── Information ──
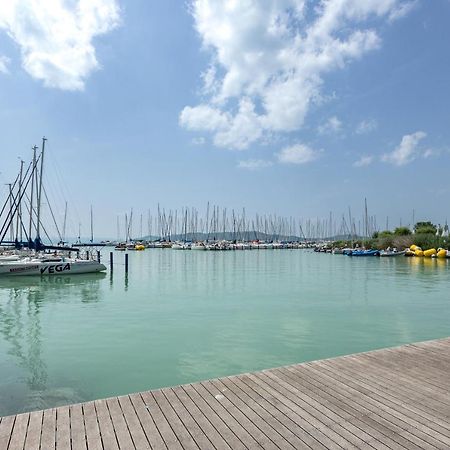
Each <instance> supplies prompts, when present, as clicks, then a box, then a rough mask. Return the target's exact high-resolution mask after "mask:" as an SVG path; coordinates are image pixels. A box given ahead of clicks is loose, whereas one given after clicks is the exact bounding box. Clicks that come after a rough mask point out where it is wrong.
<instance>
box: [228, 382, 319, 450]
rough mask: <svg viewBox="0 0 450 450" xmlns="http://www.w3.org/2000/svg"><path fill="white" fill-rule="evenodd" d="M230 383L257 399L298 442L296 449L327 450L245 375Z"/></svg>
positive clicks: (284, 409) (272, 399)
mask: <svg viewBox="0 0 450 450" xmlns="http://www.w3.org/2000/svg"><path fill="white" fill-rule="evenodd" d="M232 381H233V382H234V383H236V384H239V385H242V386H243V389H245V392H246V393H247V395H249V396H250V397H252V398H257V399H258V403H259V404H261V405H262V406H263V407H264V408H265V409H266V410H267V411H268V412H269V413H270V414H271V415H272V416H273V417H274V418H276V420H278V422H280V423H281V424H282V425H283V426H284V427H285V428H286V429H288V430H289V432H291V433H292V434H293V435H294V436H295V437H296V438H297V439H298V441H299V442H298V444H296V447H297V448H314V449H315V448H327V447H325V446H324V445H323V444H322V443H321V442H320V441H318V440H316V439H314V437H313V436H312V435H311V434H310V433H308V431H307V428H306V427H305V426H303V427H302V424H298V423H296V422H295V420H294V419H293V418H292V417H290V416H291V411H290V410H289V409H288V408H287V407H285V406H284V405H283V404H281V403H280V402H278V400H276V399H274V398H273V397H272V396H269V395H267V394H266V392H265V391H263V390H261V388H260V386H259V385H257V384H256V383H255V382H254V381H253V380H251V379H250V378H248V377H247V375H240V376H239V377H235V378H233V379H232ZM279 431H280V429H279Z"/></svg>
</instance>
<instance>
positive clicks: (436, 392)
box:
───
── Information ──
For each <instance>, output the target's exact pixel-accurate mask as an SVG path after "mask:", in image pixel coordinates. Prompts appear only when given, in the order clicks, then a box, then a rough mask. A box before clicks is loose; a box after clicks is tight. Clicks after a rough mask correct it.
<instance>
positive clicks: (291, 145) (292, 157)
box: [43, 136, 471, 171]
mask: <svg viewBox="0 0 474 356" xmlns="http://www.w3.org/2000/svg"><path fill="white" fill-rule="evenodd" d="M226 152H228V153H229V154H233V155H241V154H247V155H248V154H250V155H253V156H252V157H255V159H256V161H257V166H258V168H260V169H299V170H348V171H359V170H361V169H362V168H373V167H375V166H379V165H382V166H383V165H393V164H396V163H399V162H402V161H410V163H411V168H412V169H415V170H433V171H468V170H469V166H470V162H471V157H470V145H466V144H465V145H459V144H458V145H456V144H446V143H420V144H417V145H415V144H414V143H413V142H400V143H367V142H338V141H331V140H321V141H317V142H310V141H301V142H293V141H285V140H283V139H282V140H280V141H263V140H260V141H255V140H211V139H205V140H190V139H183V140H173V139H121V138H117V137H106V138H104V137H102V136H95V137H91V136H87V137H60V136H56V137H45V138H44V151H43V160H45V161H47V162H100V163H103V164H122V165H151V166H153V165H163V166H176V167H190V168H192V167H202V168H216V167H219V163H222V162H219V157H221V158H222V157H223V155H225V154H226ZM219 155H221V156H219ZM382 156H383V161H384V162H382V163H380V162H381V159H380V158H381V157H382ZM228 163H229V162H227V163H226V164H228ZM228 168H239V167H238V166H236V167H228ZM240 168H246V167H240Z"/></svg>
───
── Information ──
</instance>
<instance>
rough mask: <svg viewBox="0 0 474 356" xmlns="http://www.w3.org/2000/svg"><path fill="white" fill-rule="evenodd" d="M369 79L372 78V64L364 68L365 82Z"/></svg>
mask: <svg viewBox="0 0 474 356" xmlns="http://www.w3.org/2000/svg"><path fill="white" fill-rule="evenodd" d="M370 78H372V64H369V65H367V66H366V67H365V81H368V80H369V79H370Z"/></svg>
───
▸ What needs to be done
Express as a numbered list the lines of the material between the line containing "For each <instance>, output" and the line containing "box: [43, 136, 471, 171]", inclusive, omitting any blank lines.

▸ Task response
1. For each <instance>, output the target's exact pixel-accurate mask as an SVG path after "mask:", in image pixel coordinates. Prompts appear only when given, in the order clicks, then a box, then a rough mask. A box before clicks is loose; a box after clicks is tight. Clicks after a rough mask correct it.
2. <instance>
3. positive clicks: (291, 145) (292, 157)
4. box: [43, 136, 471, 171]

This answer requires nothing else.